— begin QUOTED TEXT —

When conference participants interrupt a speaker with applause, you know the speaker has struck a chord. This happened when Alan Davis, past editor in chief of IEEE Software, gave a talk on improving the requirements engineering process at the NASSCOM (Indian National Association of Software and Services Companies) Quality Summit in Bangalore in September 2006. He was explaining why a marketing team will often agree with developers on additional features and a compressed delivery schedule that both sides know to be unrealistic. The truth is that this places the two parties in a Machiavellian win-win situation. When the product's delivery is inevitably delayed, the developers will claim that they said from the beginning that they couldn't meet the schedule but that marketing insisted on it. The marketing people also end up with a convenient scapegoat. If the product launch is a flop, they can say they missed a critical marketing time window owing to the product's delay. Where else are we playing such games?
Consider a 15-year-old software system. Its design doesn't match the environment it operates in, its original developers have matured during its lifetime, and hundreds of fixes and improvements have accumulated thick layers of "cruft" (redundant or poorly designed areas) all over its code base. Any sensible software engineer would argue that the system is ready for scrapping and rebuilding from scratch.
However, pointing out this fact is bad for all parties involved. It shows that developers haven't really done a stellar job over the years; they'll have to admit that many of their design decisions turned out to be incorrect. Getting a system's design wrong is natural because, first of all, the environment a system operates in changes the moment the system is installed and, second, because the expectations people have of a system change with time. To get a feeling of changed expectations, try typing a page on a typewriter—once considered to be the perfect tool for writing neat documents. In this context, hindsight is treacherous and unfair because it changes the rules of the game, after the game has finished. Although in the year 2000 Pets.com managed to raise US$82.5 million in an IPO, seven years later those same people who bought Pets.com stock would ask: "A site selling pet food over the Web? What were they thinking?"

— end QUOTED TEXT —
— begin PROVIDED DATA —

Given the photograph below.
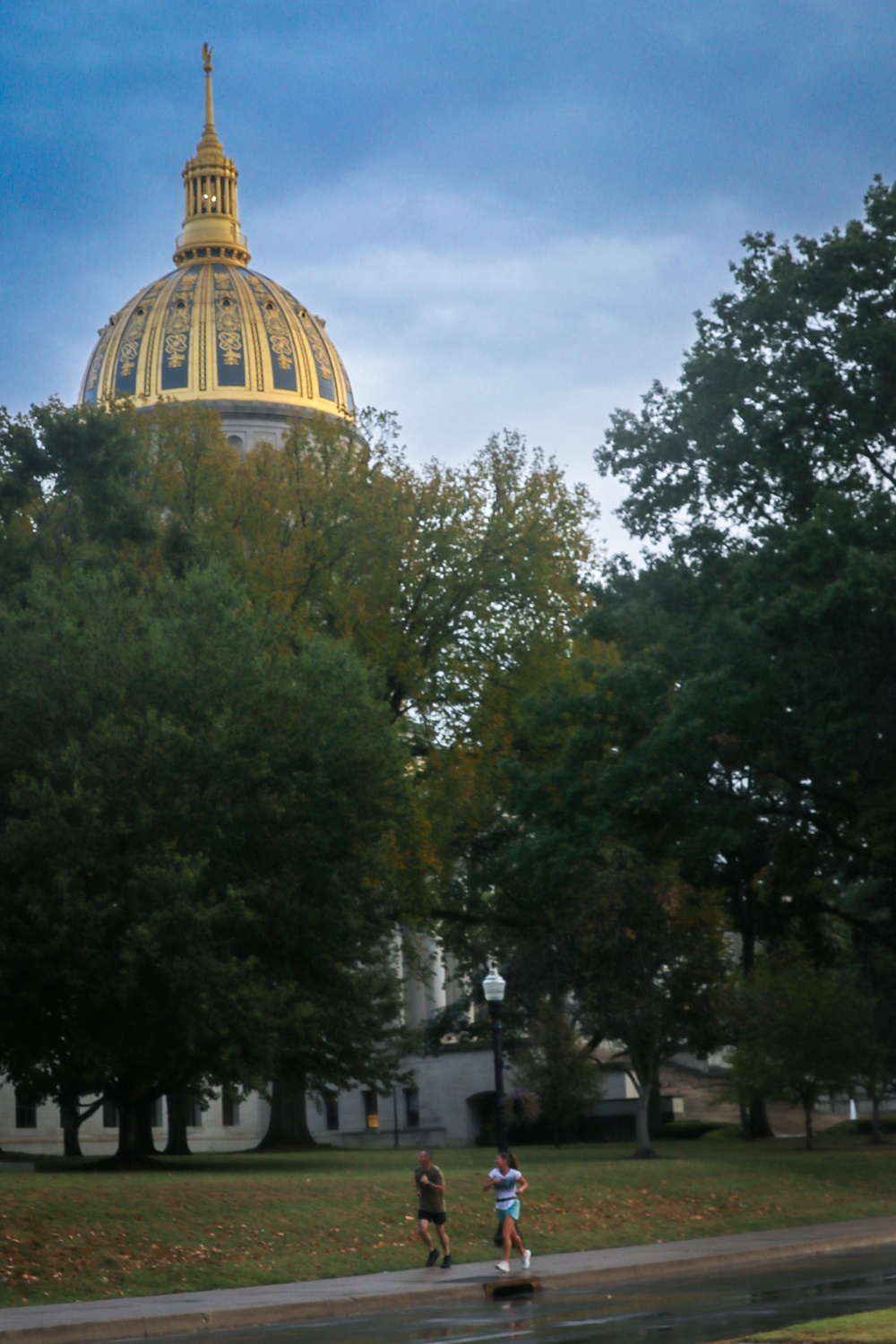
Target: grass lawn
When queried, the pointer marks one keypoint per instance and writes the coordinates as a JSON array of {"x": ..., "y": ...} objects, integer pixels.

— end PROVIDED DATA —

## PROBLEMS TO SOLVE:
1. In the passage on software engineering games above, translate this sentence into Spanish: "The marketing people also end up with a convenient scapegoat."
2. Repeat verbatim the stretch of the passage on software engineering games that begins at the words "Consider a 15-year-old" and stops after the words "rebuilding from scratch.".

## SOLUTIONS TO EACH TASK:
1. El personal de marketing también acaba teniendo un cómodo chivo expiatorio.

2.
Consider a 15-year-old software system. Its design doesn't match the environment it operates in, its original developers have matured during its lifetime, and hundreds of fixes and improvements have accumulated thick layers of "cruft" (redundant or poorly designed areas) all over its code base. Any sensible software engineer would argue that the system is ready for scrapping and rebuilding from scratch.